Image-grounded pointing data
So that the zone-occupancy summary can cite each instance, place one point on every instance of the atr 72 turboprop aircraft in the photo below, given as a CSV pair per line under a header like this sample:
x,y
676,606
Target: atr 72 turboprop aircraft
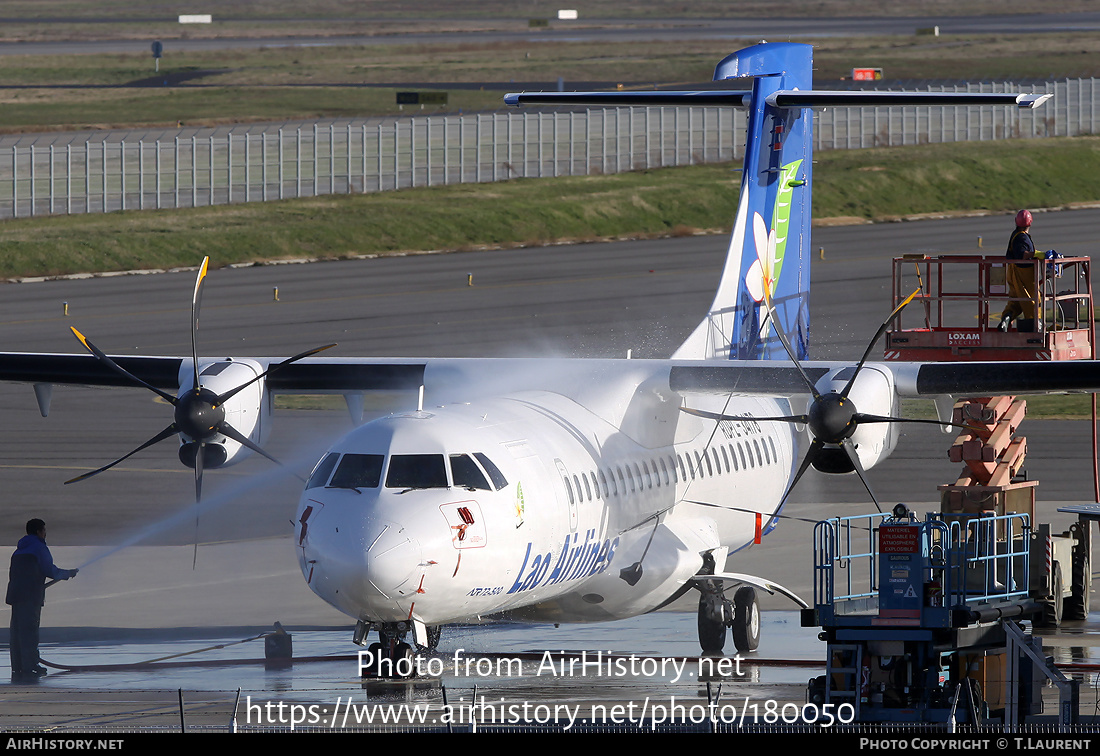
x,y
583,490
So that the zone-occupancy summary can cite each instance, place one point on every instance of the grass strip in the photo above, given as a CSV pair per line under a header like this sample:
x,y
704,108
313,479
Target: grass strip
x,y
869,184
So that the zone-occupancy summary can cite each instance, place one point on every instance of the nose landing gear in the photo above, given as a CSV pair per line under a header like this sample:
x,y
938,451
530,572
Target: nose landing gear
x,y
391,657
716,613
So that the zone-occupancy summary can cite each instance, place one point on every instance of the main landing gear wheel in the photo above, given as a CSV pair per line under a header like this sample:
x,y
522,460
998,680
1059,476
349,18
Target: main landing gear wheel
x,y
1077,605
712,632
433,635
746,620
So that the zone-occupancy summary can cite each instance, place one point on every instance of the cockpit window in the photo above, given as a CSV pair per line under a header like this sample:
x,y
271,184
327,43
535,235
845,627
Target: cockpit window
x,y
498,480
416,471
466,474
359,471
322,470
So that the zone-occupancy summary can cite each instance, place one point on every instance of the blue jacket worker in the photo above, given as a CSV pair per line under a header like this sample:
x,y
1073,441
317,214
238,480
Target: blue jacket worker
x,y
31,566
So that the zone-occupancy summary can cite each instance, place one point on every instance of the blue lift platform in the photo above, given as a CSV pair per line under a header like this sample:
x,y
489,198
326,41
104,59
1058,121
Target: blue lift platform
x,y
922,618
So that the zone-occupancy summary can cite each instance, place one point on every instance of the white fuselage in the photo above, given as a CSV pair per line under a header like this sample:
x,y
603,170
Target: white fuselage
x,y
583,486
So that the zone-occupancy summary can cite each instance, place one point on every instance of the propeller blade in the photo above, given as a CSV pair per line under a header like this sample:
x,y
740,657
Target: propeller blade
x,y
196,299
198,497
787,344
119,369
860,417
850,450
806,461
171,430
719,416
227,429
878,335
228,395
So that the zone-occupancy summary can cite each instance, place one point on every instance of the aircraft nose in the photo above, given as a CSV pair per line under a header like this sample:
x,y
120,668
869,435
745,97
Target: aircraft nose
x,y
393,559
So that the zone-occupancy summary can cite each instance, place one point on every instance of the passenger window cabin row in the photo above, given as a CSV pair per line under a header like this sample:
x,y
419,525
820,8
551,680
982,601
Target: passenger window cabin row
x,y
631,478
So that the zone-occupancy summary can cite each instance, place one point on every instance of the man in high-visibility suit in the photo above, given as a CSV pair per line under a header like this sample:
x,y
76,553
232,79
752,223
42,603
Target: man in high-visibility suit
x,y
1020,277
31,566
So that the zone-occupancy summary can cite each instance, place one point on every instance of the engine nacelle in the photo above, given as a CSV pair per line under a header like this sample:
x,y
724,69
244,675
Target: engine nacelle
x,y
873,393
249,411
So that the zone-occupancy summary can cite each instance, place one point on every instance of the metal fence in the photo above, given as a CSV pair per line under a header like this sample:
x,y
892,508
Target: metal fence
x,y
100,172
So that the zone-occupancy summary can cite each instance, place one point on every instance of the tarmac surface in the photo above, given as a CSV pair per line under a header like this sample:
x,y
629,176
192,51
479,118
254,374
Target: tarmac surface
x,y
143,601
413,32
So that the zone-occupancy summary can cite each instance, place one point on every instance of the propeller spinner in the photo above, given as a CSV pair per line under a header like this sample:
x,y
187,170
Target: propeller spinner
x,y
199,415
833,418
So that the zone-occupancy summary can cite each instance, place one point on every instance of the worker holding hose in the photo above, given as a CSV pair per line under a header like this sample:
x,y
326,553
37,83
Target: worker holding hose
x,y
31,566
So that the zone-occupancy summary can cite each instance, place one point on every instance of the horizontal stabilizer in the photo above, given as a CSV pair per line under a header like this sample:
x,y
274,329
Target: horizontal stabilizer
x,y
783,98
623,99
788,98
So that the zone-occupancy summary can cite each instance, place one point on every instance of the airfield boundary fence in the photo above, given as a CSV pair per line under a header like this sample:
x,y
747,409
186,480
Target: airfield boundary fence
x,y
100,172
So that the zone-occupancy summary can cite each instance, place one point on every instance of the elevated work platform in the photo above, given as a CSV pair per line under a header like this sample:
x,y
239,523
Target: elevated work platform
x,y
960,302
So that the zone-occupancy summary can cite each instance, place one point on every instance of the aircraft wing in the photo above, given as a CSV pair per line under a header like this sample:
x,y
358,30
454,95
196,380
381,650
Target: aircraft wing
x,y
911,379
734,376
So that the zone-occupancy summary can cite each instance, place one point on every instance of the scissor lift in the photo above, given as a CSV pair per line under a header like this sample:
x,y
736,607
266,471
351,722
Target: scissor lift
x,y
920,618
957,311
954,317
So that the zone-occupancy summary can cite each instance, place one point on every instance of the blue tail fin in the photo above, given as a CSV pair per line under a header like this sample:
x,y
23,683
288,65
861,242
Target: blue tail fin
x,y
770,243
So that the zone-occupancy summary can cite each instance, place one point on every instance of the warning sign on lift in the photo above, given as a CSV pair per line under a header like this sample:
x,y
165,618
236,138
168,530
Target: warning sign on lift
x,y
899,539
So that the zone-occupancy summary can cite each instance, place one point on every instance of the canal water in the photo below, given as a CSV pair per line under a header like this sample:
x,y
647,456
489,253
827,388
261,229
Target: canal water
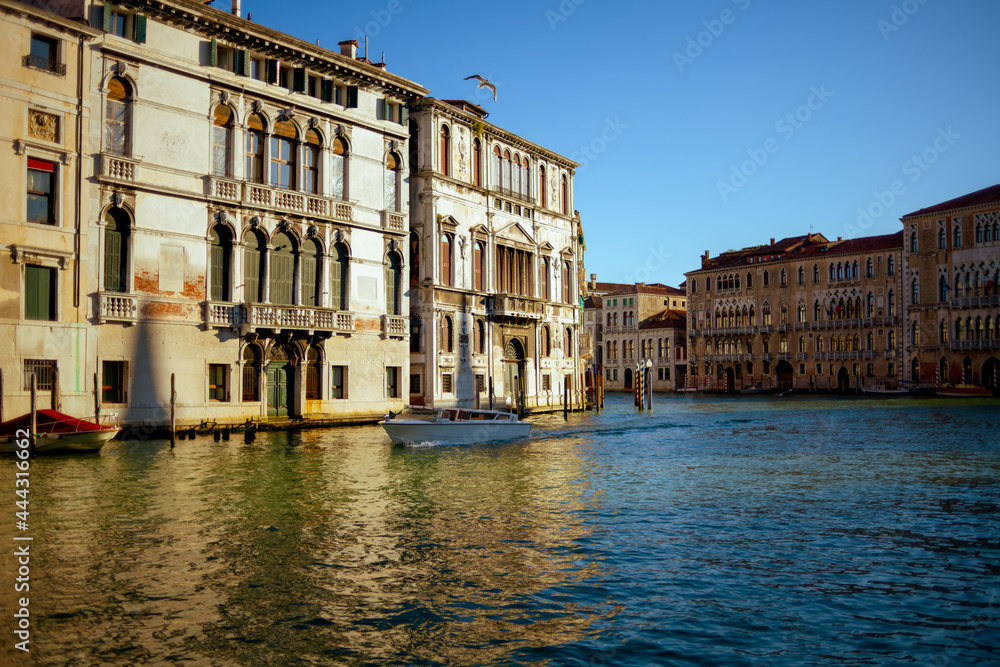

What the exercise asks →
Filter the records down to the lines that contain the string "water", and copy those lines.

Exercise result →
So that the zone-occupancy summary can cite each instance, place one point on every instance of the canal water in the photo below, given as a CSV pair per line under a header like this sample:
Target: canal water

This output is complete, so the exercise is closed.